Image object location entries
-------

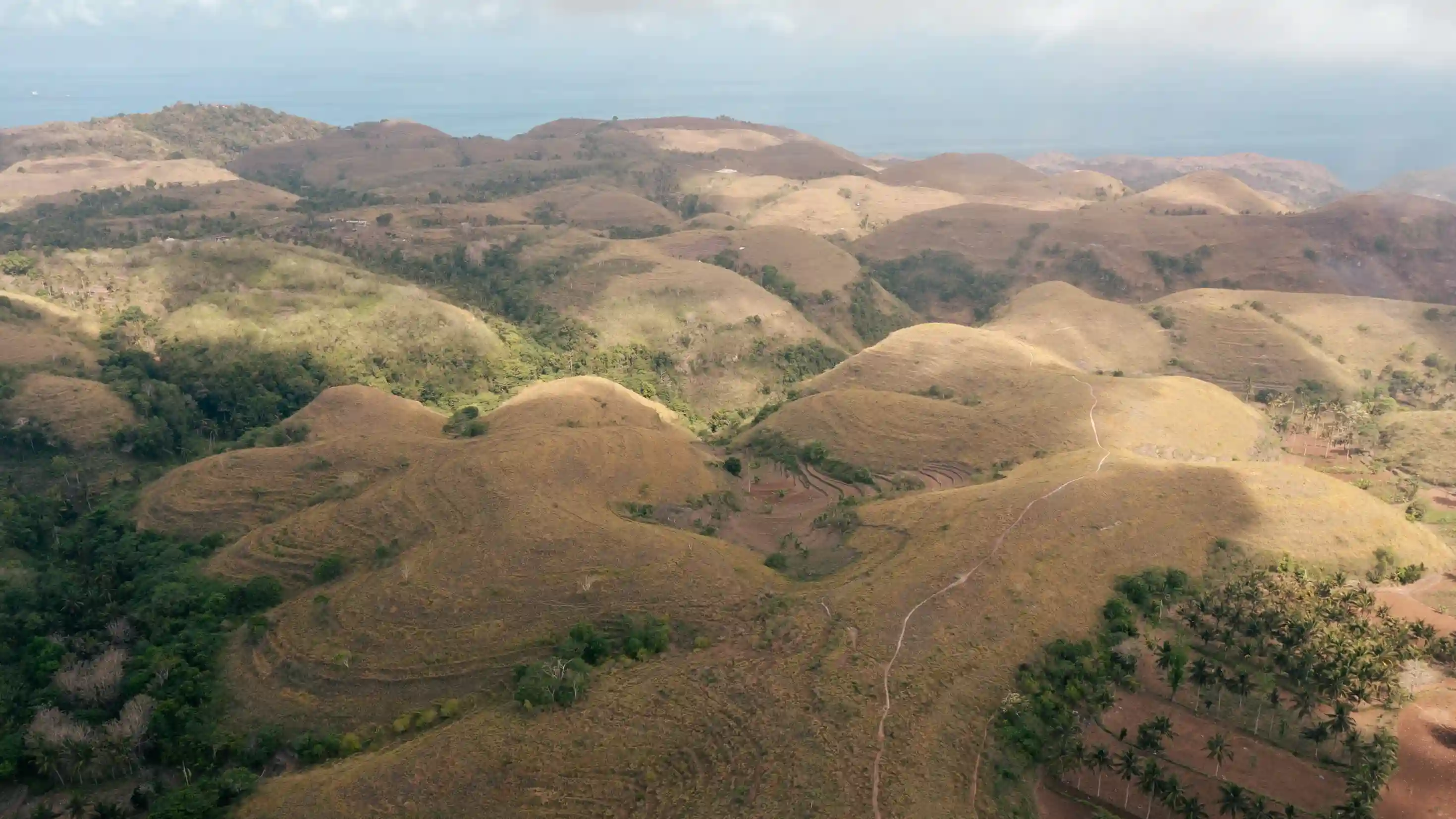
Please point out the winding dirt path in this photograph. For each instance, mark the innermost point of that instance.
(960, 581)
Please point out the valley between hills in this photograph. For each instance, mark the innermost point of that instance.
(697, 467)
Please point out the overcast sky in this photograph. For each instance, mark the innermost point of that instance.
(1362, 85)
(1416, 33)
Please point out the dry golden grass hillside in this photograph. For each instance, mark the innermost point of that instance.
(810, 261)
(36, 333)
(79, 411)
(1209, 191)
(1092, 333)
(721, 326)
(49, 177)
(468, 556)
(784, 713)
(216, 133)
(277, 298)
(996, 180)
(1282, 338)
(979, 398)
(1302, 184)
(1366, 245)
(357, 436)
(845, 206)
(1424, 443)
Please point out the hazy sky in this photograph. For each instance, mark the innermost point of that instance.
(1366, 87)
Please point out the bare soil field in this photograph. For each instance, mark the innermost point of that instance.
(1421, 786)
(49, 177)
(1333, 250)
(1207, 191)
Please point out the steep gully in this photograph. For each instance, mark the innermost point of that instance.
(960, 581)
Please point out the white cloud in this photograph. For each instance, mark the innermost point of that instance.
(1362, 31)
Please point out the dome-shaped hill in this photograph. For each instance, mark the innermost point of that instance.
(586, 401)
(1088, 331)
(1089, 186)
(363, 411)
(966, 174)
(478, 548)
(34, 331)
(637, 293)
(963, 359)
(1423, 442)
(1280, 340)
(619, 209)
(357, 436)
(810, 261)
(1049, 578)
(979, 398)
(1210, 191)
(79, 411)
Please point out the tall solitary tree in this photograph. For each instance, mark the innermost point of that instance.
(1219, 751)
(1100, 761)
(1126, 767)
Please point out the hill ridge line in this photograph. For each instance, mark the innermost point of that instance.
(960, 581)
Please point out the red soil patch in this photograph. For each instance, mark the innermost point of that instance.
(1255, 765)
(1052, 805)
(1423, 784)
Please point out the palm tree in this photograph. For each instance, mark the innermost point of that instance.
(1317, 733)
(1100, 761)
(1340, 722)
(1126, 768)
(1219, 751)
(1232, 799)
(1173, 793)
(1202, 675)
(1191, 808)
(1242, 685)
(1273, 700)
(1148, 781)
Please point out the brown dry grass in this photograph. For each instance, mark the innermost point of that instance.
(1091, 333)
(357, 436)
(782, 714)
(709, 140)
(1255, 251)
(491, 544)
(1303, 335)
(1008, 403)
(1206, 190)
(81, 411)
(810, 261)
(59, 337)
(49, 177)
(817, 206)
(637, 293)
(996, 180)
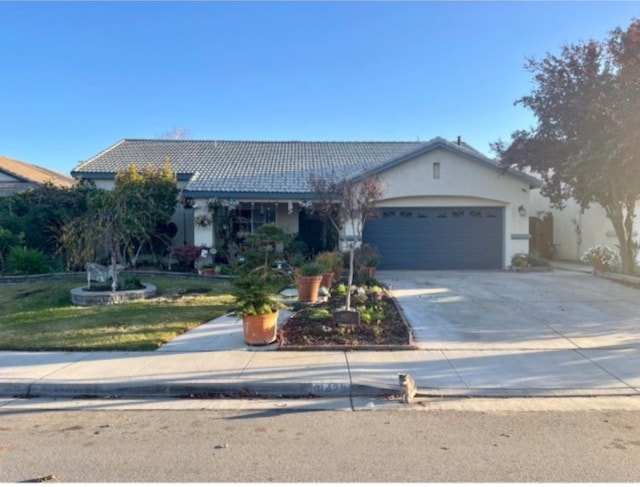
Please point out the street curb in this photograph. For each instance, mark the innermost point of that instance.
(250, 390)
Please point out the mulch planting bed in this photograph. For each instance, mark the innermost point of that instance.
(312, 327)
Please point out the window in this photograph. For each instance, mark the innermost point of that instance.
(436, 170)
(251, 216)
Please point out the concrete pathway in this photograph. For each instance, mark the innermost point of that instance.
(560, 333)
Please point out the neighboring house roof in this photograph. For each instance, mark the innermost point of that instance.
(26, 176)
(264, 168)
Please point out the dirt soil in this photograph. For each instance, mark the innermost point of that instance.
(301, 331)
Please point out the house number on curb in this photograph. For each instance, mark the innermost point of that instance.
(330, 388)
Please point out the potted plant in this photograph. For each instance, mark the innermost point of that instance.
(368, 258)
(309, 282)
(328, 262)
(257, 305)
(203, 220)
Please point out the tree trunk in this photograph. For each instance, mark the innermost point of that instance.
(622, 216)
(350, 277)
(114, 269)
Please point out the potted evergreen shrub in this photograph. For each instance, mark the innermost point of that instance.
(309, 282)
(257, 306)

-------

Exercise brief => Print every line of these entries again word for word, but omit the pictures.

Solution to the problem =>
Please point out the winding dirt path in this photograph. For each instance, mark the innermost point of that instance.
(960, 581)
Please point out the valley between hills in this photograph. For each instance, mark the innermost point of that instance.
(697, 467)
Please point out the overcast sky in this photograph. For each instance, mark the innermost point of that instance.
(1362, 85)
(1416, 33)
Please point out the dry golden grass hillside in this photograph. For each instance, mark the innermost point of that instance.
(810, 261)
(36, 333)
(79, 411)
(1209, 191)
(1092, 333)
(721, 326)
(49, 177)
(468, 556)
(784, 713)
(216, 133)
(277, 298)
(996, 180)
(1282, 338)
(979, 398)
(1302, 184)
(1366, 245)
(357, 436)
(845, 206)
(1424, 443)
Please point out the hazy sky in this photograph. For each instance, mark the innermost point of that instance.
(1366, 87)
Please point out the bare soil field in this photograph. For each instance, mark the innermost point of that instance.
(1421, 786)
(49, 177)
(1333, 250)
(1207, 191)
Please point out the steep gully in this photograph. For each instance, mark the innermost point of that instance.
(960, 581)
Please point out the white cloud in this photograph. For each instance, mark the innermost point of that instance.
(1362, 31)
Please point out the dome-shaped hill in this photograph. For each instance, mark the innermost point of that instance.
(586, 401)
(1088, 331)
(1089, 186)
(363, 411)
(966, 174)
(478, 548)
(34, 331)
(637, 293)
(963, 359)
(1423, 442)
(1280, 340)
(619, 209)
(357, 436)
(810, 261)
(1049, 578)
(979, 398)
(1210, 191)
(79, 411)
Please point out the tall solitary tree in this photograph. For each instance, mark the innermost point of that instance.
(1219, 751)
(1100, 761)
(1126, 767)
Please point out the hill ridge line in this photograph. For each instance, mark the innermost point of that instance.
(960, 581)
Please point out the red soil patch in this photograph. For each instance, mark the innermost point of that instance.
(1255, 765)
(1052, 805)
(1423, 784)
Please point out the palm tree in this photograph. For each instance, mark the innermost point of that instance.
(1317, 733)
(1100, 761)
(1340, 722)
(1126, 768)
(1219, 751)
(1232, 799)
(1173, 793)
(1202, 675)
(1191, 808)
(1242, 685)
(1273, 700)
(1148, 781)
Please point out the brown dry grass in this photograph. For each instance, mark the innermost point of that instance.
(1091, 333)
(357, 436)
(782, 714)
(709, 140)
(1255, 251)
(491, 544)
(1303, 335)
(1008, 403)
(1206, 190)
(81, 411)
(810, 261)
(59, 337)
(49, 177)
(817, 206)
(637, 293)
(996, 180)
Please point out the street curb in this photograph. For each instance, mark the innermost point of that instance.
(250, 390)
Please point out the mulch planting bed in this photograph. For each instance, mark the innermost point of that instance.
(312, 327)
Please point out the window in this photograph. For each instance, mark the innermost point of that instance.
(436, 170)
(251, 216)
Please point out the concrete pathway in this photograph. For each instance, mark the innermost point of that instance.
(560, 333)
Please point out the neighboring house roof in this photograph. For each instance, mark the innermost point of that instance.
(26, 176)
(264, 168)
Please point out the dirt soil in this photograph. For each instance, mark the innermost point of that instance.
(301, 331)
Please point out the house number on curb in this photograph. For each instance, mark the innermost point of that instance.
(330, 388)
Please point out the potted plant in this photograph. For each instance, mark the innermost point of that instance.
(368, 258)
(309, 282)
(328, 262)
(257, 305)
(203, 220)
Please point out the tree trunk in this photograph. For each instance, mark the innermost point of that instance.
(622, 216)
(350, 277)
(114, 269)
Please point out the potted evergreen shrub in this photograph. For each instance, mark the innermost point of that instance.
(309, 282)
(257, 306)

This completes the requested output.